**Page excerpt**:
Engagement of affect
Discovering what led the patient to end therapy by choosing death (or to consider doing so when increased suicidal ideation has emerged in therapy) is facilitated by the principle of engagement of affect. Therapist and patient may retreat from honest engagement in the face of suicide, but it is crucial to risk direct and genuine discussion about what really is happening on an affective level. Superficial or textbook explanations (eg, the therapist was going on vacation or the patient’s depression got worse) are often formulations that avoid engagement of affects associated with the emergence of murderous rage and the shift from a side-by-side collaboration to a toe-to-toe battle to the death.
The therapist’s contribution to suicide
The next principle is perhaps the most important: it involves a search for the perceived injury from the therapist that may have precipitated suicidal thoughts or behavior. Here the therapist, not just the patient, is accountable for what has happened between them. Cooperman10 has suggested that suicide attempts may follow empathic failures or narcissistic injuries unwittingly perpetrated by therapists. If the therapist asks, something will often emerge that reveals how the therapist has enraged, humiliated, or otherwise injured the patient and triggered increased suicidal ideation or the suicide attempt. Failure to take a patient’s distress seriously, distraction from a listening stance, or a condescending remark has often been perceived by the patient as a painful abandonment, empathic failure, or narcissistic injury that led to the wish (or decision to act) to “get even” with the therapist by killing the therapist’s patient and destroying the therapy.

**Source data**:
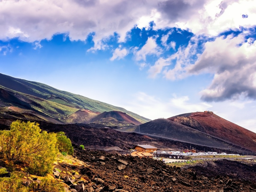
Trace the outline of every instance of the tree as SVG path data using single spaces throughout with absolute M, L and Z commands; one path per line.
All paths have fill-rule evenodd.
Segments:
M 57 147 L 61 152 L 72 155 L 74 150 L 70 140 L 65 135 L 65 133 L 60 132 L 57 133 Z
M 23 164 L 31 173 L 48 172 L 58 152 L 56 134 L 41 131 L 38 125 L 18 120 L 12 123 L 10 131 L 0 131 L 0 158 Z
---
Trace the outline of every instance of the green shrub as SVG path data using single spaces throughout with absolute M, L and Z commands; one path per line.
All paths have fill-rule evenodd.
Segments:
* * *
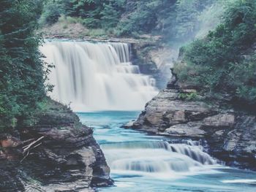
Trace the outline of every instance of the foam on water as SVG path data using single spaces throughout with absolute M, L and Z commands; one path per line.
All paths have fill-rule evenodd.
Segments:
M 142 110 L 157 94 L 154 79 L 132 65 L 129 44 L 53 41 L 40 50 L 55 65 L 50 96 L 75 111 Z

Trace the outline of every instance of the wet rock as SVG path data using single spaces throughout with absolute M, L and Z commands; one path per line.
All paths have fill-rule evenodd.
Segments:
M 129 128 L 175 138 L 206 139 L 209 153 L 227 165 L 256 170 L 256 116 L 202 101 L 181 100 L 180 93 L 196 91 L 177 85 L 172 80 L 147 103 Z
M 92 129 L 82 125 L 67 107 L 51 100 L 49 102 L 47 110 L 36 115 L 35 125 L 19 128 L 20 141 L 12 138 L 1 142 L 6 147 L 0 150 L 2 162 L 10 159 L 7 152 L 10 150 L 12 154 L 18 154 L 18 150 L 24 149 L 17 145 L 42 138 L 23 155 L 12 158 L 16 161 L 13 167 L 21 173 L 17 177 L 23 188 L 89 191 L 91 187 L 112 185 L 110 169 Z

**Exercise**: Please quote the full passage on suicide in therapy word for word. None of the items has anything to do with the passage on suicide in therapy.

**Task answer**:
Engagement of affect
Discovering what led the patient to end therapy by choosing death (or to consider doing so when increased suicidal ideation has emerged in therapy) is facilitated by the principle of engagement of affect. Therapist and patient may retreat from honest engagement in the face of suicide, but it is crucial to risk direct and genuine discussion about what really is happening on an affective level. Superficial or textbook explanations (eg, the therapist was going on vacation or the patient’s depression got worse) are often formulations that avoid engagement of affects associated with the emergence of murderous rage and the shift from a side-by-side collaboration to a toe-to-toe battle to the death.
The therapist’s contribution to suicide
The next principle is perhaps the most important: it involves a search for the perceived injury from the therapist that may have precipitated suicidal thoughts or behavior. Here the therapist, not just the patient, is accountable for what has happened between them. Cooperman10 has suggested that suicide attempts may follow empathic failures or narcissistic injuries unwittingly perpetrated by therapists. If the therapist asks, something will often emerge that reveals how the therapist has enraged, humiliated, or otherwise injured the patient and triggered increased suicidal ideation or the suicide attempt. Failure to take a patient’s distress seriously, distraction from a listening stance, or a condescending remark has often been perceived by the patient as a painful abandonment, empathic failure, or narcissistic injury that led to the wish (or decision to act) to “get even” with the therapist by killing the therapist’s patient and destroying the therapy.